--- Text block ---
I am looking at a Tax Court pro se decision.
Pro se means that the taxpayer represents himself or herself.
Technically, that is explanation insufficient. I, for example, could represent someone in Tax Court and it would still be considered to be pro se.
I tend to shudder at pro se cases, because too often it is a case of someone not knowing what they don’t know. And – once you are that far into the tax system – you had better be up-to-speed with tax law as well as tax procedure. Either can trip you up.
There is a cancer surgeon who inherited an IRA in 2013. He took distributions in both 2014 and 2015 – distributions totaling over $508 thousand - but he researched and came to the conclusion that the distributions were not income.
COMMENT: How did he get there? The first thing that comes to mind is that these were Roth IRAs, but that was not the case. He argued instead that the IRAs included nondeductible contributions, and those nondeductible amounts were not taxable income coming out.
The reference here is to nondeductible IRAs, the cousin to Roth IRAs. These bad boys would be almost extinct except for their use in backdoor Roth conversions. Still, the doctor was wrong: it is EXTREMELY unlikely that a nondeductible IRA would be fully nontaxable. The reason is that only the contributions are nontaxable; any earnings on the contribution would be taxable. I suppose that one could have a completely nontaxable distribution, but that would mean the nondeductible IRA had no - none, nada, zippo - earnings over its existence. That would be among the worst investments ever.
The IRS computerized matching program kicked-in, as the IRA distributions would have triggered issuance of a 1099. The IRS caught 2014. The doctor disagreed he had income. The IRS machinery ground-on and resulted in the issuance of a 90-day letter (also known as a Statutory Notice of Deficiency) for 2014. The purpose of the SNOD is to reduce a proposed tax assessment to an actual assessment, and it is nothing to snicker about. The doctor had the option to appeal to the Tax Court, which he did.
Practice can be described as doing what is not taught in school, so the story took an unusual twist. The doctor was contacted by a revenue agent for a real and actual audit of his 2014 tax return. The agent however was looking at issues other than the IRA, and the doctor did not mention that the IRS Automated Under Reporting unit was looking at 2014. The agent continued blithely on, not knowing about the AUR and eventually expanding his audit to 2015.
QUESTION: Why didn’t the doctor tell the agent about AUR? I would have tried to consolidate the exams myself.
The doctor was dealing with AUR over matching. They wanted money for 2014.
The doctor was also dealing with a living, breathing agent about 2014. The agent wanted money, but that money was from areas other than the IRA.
The doctor took both SNODs to Tax Court.
He argument was straightforward – he invoked the tax equivalent of double jeopardy: Section 7605(b):
(b) Restrictions on examination of taxpayer
No taxpayer shall be subjected to unnecessary examination or investigations, and only one inspection of a taxpayer’s books of account shall be made for each taxable year unless the taxpayer requests otherwise or unless the Secretary, after investigation, notifies the taxpayer in writing that an additional inspection is necessary.
--- Input data ---
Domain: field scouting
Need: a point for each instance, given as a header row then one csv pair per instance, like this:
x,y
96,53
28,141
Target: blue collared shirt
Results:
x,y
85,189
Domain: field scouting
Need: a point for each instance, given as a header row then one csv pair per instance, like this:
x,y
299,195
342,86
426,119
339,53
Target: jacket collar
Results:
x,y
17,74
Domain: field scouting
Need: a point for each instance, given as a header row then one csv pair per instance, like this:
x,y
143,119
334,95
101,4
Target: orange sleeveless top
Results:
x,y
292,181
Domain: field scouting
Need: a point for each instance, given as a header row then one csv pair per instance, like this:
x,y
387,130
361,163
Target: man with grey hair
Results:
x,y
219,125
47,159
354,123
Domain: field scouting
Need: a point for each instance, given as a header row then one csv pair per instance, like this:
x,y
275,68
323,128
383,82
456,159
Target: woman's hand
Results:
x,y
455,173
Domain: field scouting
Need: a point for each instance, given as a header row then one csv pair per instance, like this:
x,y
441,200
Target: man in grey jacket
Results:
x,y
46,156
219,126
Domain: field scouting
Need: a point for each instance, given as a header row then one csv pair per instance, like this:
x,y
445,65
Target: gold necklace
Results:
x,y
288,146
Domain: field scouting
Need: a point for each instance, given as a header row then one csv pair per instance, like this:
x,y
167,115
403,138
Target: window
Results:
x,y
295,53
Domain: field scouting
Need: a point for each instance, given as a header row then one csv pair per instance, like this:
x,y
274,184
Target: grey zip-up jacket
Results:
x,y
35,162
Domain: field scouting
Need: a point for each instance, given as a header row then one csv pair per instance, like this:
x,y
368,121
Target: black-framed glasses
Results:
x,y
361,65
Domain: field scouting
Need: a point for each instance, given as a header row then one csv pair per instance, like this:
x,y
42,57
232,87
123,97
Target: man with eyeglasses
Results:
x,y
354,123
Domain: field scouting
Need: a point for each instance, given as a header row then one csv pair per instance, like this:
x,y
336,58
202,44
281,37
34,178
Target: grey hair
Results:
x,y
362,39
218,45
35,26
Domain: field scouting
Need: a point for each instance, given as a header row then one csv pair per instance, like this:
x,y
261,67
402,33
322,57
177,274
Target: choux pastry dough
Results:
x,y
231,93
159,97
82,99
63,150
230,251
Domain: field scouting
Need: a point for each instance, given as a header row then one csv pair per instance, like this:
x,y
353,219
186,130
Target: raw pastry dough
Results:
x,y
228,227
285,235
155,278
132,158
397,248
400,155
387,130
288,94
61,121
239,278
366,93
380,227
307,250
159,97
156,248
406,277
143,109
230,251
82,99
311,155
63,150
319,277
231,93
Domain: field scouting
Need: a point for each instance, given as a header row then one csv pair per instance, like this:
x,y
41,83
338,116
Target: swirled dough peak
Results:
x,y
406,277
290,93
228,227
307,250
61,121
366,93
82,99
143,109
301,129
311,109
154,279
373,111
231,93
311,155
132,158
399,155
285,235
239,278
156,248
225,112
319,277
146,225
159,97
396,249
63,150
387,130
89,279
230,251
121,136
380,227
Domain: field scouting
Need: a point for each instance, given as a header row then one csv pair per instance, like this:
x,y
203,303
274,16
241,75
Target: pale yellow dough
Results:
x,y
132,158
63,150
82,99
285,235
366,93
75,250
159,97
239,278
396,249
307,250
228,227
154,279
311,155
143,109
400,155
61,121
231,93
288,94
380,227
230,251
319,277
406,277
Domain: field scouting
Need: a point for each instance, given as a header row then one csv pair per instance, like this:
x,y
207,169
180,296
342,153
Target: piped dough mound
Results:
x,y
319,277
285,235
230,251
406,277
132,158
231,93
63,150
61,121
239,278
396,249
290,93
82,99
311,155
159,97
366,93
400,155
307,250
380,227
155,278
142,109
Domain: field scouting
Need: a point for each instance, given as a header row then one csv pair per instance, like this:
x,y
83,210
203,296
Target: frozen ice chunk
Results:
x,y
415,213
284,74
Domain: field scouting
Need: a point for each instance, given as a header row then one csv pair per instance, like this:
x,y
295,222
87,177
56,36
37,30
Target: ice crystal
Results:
---
§ The problem
Reproduce the passage of the text about the pro se Tax Court case that begins at the words "I tend to shudder" and stops after "income coming out.".

§ Solution
I tend to shudder at pro se cases, because too often it is a case of someone not knowing what they don’t know. And – once you are that far into the tax system – you had better be up-to-speed with tax law as well as tax procedure. Either can trip you up.
There is a cancer surgeon who inherited an IRA in 2013. He took distributions in both 2014 and 2015 – distributions totaling over $508 thousand - but he researched and came to the conclusion that the distributions were not income.
COMMENT: How did he get there? The first thing that comes to mind is that these were Roth IRAs, but that was not the case. He argued instead that the IRAs included nondeductible contributions, and those nondeductible amounts were not taxable income coming out.